# Blocco di testo
«Roma. Sono le «deforme costituzionali».

Il segno del «tratto autoritario del premier che dice “dopo di me il diluvio” invocando il plebiscito, ma il diluvio non ci sarà». E ancora: «È truffaldino che il governo sostenga di farsi promotore di un referendum che è oppositivo per trasformarlo in un plebiscito su Renzi». Sono le parole d’ordine con cui il “comitato del no” alla riforma costituzionale, lancia la battaglia per il referendum. Presidente è il costituzionalista Alessandro Pace. “En plein” di giuristi e intellettuali, quelli che una volta il premier definì i “professoroni”, e ora “i gufi”, da Stefano Rodotà a Gustavo Zagrebelsky, Lorenza Carlassare, Felice Besostri, Domenico Gallo, Gaetano Azzariti, Gianni Ferrara, e che ora si trascinano dietro una folla di adesioni al comitato, al punto che non basta ieri la prima sala messa a disposizione dalla presidente della Camera, Laura Boldrini, ma occorre spostarsi tutti nella più grande auletta dei gruppi parlamentari. E fuori resta la fila.
Ma soprattutto è un fronte per il referendum del tutto inedito, che vede accanto gli anti berlusconiani e i berlusconiani, perché va dalla Sinistra di Vendola e Fassina alla Lega, dai grillini a Forza Italia appunto. La mobilitazione è già partita. Il referendum, che formalmente sarà indetto subito dopo l’ok definitivo alla seconda lettura della riforma, quindi non prima di aprile, ha già i numeri. Sono infatti 126 le firme di parlamentari – spiega Alfiero Grandi che coordina la prima volta del comitato – dopo avere letto il messaggio di adesione “esterna” del M5Stelle e avere conteggiato “Possibile” di Civati. La «quota» per il referendum insomma c’è. Del resto nell’aula della Camera Mariastella Gelmini prende l’impegno per conto di Berlusconi: «Sosterremo i comitati per il no al referendum, per mandare a casa Renzi». I parlamentari di Sinistra Italiana sono invece presenti alla riunione, capitanati da Scotto, D’Attorre, Fratoianni, De Petris, prima di allontanarsi per votare contro la riforma costituzionale. Perché la riunione del “comitato del no” è convocata in contemporanea all’ultimo atto della prima lettura della riforma.

# Le consegne
1. Rispondi a queste domande sul testo sul comitato del no, una per riga:
(a) Chi presiede il comitato?
(b) Quante firme di parlamentari sono state conteggiate?
(c) Da quando, al più presto, potrà essere indetto formalmente il referendum?
2. Trasforma in un elenco puntato il paragrafo del testo sul comitato del no che comincia con «Ma soprattutto è un fronte», conservandone i fatti principali.
Le voci provengono da una fonte diversa da quella del testo.

# Voci del dataset
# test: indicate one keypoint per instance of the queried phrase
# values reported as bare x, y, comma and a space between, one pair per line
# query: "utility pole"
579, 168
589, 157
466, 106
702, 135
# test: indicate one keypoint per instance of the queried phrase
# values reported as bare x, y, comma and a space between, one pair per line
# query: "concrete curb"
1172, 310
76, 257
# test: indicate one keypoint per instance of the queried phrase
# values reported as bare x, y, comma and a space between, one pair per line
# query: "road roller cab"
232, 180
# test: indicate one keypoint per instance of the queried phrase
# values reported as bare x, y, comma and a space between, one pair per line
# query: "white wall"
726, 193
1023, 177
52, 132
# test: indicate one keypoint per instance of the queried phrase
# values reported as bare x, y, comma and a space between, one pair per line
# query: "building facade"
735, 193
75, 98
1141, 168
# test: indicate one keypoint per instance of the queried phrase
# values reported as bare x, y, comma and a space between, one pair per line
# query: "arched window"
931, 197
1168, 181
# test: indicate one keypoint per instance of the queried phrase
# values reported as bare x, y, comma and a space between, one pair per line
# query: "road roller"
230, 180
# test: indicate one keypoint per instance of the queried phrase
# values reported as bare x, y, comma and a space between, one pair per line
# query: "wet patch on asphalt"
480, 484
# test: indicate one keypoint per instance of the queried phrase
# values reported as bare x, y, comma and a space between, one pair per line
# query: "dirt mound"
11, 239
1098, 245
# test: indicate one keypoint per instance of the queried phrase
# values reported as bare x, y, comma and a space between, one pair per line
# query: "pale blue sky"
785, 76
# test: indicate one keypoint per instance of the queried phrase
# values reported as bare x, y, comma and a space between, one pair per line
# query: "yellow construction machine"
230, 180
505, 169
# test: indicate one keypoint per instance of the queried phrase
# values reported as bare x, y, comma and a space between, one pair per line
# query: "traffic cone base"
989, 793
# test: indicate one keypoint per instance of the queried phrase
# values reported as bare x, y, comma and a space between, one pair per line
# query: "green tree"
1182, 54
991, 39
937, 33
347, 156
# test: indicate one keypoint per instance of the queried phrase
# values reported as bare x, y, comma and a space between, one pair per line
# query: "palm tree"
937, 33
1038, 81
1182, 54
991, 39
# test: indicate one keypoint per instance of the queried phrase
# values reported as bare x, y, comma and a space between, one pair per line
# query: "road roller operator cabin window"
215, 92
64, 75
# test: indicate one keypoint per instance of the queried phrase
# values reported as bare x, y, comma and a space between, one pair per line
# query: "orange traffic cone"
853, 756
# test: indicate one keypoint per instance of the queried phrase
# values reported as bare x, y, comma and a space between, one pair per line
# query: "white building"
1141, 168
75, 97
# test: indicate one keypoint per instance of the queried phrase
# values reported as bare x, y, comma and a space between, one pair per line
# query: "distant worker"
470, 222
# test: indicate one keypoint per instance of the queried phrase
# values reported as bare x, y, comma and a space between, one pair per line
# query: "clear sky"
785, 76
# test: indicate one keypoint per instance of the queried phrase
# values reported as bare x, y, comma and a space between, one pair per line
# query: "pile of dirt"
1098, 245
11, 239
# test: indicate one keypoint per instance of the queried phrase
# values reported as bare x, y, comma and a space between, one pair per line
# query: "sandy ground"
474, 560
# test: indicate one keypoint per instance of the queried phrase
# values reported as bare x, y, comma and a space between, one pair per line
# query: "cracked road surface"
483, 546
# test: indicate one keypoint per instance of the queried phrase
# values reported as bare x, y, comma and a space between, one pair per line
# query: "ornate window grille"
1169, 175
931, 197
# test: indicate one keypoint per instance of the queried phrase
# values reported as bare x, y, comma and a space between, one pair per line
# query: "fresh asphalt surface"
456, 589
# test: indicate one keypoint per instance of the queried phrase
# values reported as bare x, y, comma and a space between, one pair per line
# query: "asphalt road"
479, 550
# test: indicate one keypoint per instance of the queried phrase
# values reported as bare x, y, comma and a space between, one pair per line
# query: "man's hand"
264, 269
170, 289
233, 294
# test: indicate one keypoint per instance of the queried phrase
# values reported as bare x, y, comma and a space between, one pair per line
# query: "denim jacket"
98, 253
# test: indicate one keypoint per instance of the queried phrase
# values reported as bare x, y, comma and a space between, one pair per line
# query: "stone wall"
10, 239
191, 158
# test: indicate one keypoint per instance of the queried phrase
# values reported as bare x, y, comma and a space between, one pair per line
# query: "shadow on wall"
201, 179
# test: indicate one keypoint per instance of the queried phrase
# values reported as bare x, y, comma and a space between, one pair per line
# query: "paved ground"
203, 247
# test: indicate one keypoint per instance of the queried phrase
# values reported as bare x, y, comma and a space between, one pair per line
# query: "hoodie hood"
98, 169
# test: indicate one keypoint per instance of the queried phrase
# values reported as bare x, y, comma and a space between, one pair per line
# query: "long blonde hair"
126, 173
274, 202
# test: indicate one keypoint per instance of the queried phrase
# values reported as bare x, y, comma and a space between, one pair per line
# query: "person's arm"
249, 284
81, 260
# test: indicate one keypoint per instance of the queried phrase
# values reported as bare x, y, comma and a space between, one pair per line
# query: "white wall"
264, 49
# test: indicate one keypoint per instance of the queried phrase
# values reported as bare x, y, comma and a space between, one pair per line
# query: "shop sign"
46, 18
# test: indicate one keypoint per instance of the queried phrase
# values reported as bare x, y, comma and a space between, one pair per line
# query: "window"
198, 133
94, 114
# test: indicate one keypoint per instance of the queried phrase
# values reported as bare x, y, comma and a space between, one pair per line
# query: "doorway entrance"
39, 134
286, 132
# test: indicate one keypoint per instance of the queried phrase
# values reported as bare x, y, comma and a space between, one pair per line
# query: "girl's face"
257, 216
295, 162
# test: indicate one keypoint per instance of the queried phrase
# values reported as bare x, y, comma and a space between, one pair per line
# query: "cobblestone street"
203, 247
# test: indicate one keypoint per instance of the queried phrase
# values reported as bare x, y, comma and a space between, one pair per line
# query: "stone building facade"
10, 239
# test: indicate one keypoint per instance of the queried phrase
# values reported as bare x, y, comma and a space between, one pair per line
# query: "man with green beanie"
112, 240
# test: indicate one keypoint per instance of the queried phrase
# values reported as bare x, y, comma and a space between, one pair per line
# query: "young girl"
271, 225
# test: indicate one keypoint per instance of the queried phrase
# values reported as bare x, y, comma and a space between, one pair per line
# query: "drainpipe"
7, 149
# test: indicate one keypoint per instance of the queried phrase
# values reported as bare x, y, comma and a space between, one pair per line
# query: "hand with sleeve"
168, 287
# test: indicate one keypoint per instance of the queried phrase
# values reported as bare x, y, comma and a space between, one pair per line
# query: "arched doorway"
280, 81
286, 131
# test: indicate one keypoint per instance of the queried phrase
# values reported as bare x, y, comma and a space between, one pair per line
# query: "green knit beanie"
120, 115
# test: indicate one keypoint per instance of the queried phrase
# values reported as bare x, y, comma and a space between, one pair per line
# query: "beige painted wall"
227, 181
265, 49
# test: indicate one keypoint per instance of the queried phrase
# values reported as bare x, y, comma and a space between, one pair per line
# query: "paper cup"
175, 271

# Risposte
1.
(a) Il costituzionalista Alessandro Pace.
(b) 126.
(c) Non prima di aprile, subito dopo l'ok definitivo alla seconda lettura della riforma.

2.
- Il fronte per il referendum è inedito: unisce anti berlusconiani e berlusconiani, dalla Sinistra di Vendola e Fassina alla Lega, dai grillini a Forza Italia.
- La mobilitazione è già partita.
- Il referendum sarà indetto formalmente subito dopo l'ok definitivo alla seconda lettura della riforma, quindi non prima di aprile.
- I numeri ci sono già: secondo Alfiero Grandi le firme di parlamentari sono 126, contando l'adesione "esterna" del M5Stelle e "Possibile" di Civati.
- Alla Camera Mariastella Gelmini si impegna per conto di Berlusconi a sostenere i comitati per il no, «per mandare a casa Renzi».
- I parlamentari di Sinistra Italiana, guidati da Scotto, D'Attorre, Fratoianni e De Petris, partecipano alla riunione e poi si allontanano per votare contro la riforma.
- La riunione si svolge in contemporanea all'ultimo atto della prima lettura della riforma.